Dataset excerpts on object pointing

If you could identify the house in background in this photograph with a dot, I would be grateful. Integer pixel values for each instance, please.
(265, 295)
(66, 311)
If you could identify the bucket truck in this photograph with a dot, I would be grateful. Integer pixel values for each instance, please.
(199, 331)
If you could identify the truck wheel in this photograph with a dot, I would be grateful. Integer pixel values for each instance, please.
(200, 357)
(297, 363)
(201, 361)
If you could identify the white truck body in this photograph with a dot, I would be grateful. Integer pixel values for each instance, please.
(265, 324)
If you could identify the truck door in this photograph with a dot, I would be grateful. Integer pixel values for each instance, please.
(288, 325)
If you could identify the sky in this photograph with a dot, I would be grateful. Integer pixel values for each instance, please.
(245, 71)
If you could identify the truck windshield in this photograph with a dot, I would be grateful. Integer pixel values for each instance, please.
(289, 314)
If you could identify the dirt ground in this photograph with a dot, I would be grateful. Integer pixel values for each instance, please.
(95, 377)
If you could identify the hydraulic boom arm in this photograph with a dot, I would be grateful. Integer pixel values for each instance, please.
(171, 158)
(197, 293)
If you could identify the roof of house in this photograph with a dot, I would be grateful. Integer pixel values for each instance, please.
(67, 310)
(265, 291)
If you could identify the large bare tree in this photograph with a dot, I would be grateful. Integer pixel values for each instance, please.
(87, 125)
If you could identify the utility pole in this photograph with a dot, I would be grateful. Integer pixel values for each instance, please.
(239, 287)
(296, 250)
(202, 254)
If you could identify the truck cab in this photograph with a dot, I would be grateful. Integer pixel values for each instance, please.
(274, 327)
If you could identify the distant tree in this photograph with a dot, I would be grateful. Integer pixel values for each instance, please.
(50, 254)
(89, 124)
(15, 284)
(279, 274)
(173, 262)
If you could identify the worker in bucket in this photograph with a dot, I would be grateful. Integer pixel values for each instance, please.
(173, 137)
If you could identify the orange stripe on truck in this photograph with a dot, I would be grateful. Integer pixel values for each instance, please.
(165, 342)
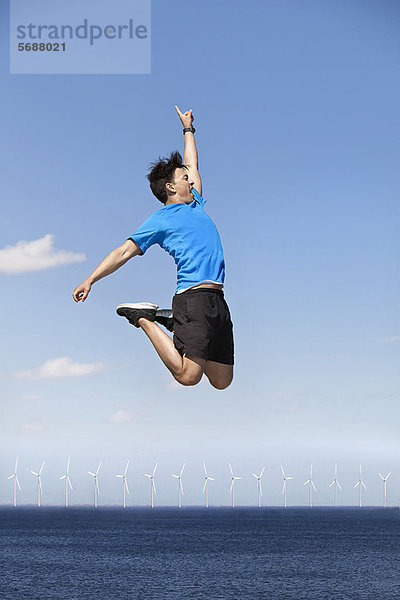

#### Instructions for the task:
Locate every line in the records above that contains the word "tree", and copy each one. Matching is case-sensitive.

#### Answer in full:
If you could identify the large bare tree in this photograph with a dot, I would be grateful. Integer pixel values for each instance, please.
If you could identify the distant tree in this photograph with a dot, I would be grateful. Integer pixel values for each instance, please.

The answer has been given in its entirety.